(Task objective)
Revise everything from the start of the items down to the line containing "[(235, 242), (146, 232), (98, 226), (74, 222)]", inclusive, replacing "disc" with "circle" and leaving all else unchanged.

■ ■ ■

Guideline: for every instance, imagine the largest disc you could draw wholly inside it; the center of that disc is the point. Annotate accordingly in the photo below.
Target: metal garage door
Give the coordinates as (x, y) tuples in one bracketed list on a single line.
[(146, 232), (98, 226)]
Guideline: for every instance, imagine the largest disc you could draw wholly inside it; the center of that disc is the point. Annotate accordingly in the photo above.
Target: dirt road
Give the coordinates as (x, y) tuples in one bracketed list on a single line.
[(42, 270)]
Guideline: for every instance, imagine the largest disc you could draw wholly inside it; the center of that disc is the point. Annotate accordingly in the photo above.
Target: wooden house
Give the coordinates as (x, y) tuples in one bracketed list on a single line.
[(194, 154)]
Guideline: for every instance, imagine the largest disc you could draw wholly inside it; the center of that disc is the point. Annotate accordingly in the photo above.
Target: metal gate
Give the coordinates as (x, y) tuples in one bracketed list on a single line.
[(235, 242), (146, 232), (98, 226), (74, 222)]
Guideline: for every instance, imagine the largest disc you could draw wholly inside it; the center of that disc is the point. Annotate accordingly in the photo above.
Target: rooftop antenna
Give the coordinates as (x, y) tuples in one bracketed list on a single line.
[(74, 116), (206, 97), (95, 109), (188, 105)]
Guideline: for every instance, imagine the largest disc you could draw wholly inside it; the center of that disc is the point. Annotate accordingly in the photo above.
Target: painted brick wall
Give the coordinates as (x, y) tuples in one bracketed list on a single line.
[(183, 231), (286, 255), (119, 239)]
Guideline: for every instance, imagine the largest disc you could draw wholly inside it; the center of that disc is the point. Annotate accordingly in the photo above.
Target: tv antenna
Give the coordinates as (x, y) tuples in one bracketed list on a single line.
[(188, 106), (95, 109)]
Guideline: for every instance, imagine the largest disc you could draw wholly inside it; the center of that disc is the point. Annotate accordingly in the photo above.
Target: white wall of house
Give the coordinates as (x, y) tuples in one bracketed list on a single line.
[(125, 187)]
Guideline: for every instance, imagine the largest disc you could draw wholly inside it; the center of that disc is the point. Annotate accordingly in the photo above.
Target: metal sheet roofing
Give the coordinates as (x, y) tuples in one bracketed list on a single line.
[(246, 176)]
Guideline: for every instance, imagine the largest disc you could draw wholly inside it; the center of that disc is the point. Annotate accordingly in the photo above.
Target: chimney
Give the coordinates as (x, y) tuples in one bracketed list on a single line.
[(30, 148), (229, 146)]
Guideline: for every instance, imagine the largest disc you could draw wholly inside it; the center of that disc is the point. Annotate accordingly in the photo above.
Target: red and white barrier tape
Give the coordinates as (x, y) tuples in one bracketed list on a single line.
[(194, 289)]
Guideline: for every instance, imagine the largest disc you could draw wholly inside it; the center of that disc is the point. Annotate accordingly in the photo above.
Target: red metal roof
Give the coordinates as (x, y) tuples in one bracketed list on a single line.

■ ■ ■

(Result of the task)
Guideline: for every instance, imagine the largest circle you could draw wholly inside it; the center of that circle is the point. Annotate accordingly in the photo below.
Target: metal garage door
Give the coordinates as (x, y) tuples in one bracketed list on a single line.
[(146, 232), (98, 226)]
Guideline: for every instance, imagine the largest circle you could draw wholly inside it; the center of that circle is the point. Annotate accordingly in the photo above.
Target: dirt road
Give the coordinates as (x, y) tuples in one bracketed list on a single line.
[(42, 270)]
Guideline: for every instance, imagine the largest circle you could draw wholly inside it; the center of that circle is the point. Annotate accordingly in the photo above.
Target: wooden house
Give the coordinates as (x, y) tuples in one bracketed list on a single line.
[(194, 154)]
Guideline: for every instance, imagine the largest circle you could draw wholly inside it; the center of that circle is the point. Annotate accordingly in the photo above.
Target: metal gate
Give the coordinates as (x, y) tuples in one bracketed list on a single line.
[(235, 242), (146, 232), (98, 226), (74, 222)]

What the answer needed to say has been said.